<<<<

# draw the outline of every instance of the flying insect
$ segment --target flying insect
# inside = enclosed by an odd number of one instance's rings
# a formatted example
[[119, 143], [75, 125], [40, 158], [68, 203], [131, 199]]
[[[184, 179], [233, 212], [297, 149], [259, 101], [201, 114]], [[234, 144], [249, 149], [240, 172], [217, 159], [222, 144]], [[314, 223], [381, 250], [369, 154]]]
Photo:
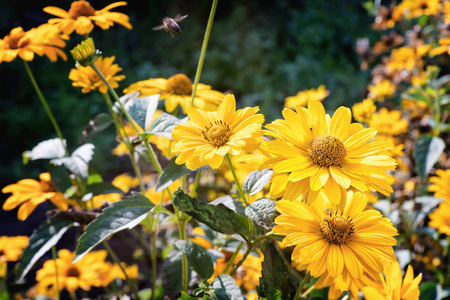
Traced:
[[187, 15], [182, 16], [180, 14], [176, 15], [174, 18], [164, 17], [162, 20], [162, 24], [153, 27], [153, 30], [161, 30], [164, 29], [164, 31], [168, 31], [172, 37], [174, 37], [173, 33], [180, 33], [181, 28], [178, 23], [183, 21]]

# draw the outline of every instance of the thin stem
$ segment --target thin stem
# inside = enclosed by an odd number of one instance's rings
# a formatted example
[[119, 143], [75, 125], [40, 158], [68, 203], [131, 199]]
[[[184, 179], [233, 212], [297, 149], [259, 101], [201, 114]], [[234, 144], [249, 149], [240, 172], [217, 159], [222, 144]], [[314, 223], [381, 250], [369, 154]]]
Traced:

>>>>

▶ _TASK OBJECTIVE_
Show each line in the data where the string "instance" appears.

▶ _REPLY TO THE TASK_
# draw the outline of every instance of the flying insect
# inside = enclosed by an odd number of one instance's rings
# draw the outline of every instance of the thin stem
# inside = enclosed by an odd number of one instance's rings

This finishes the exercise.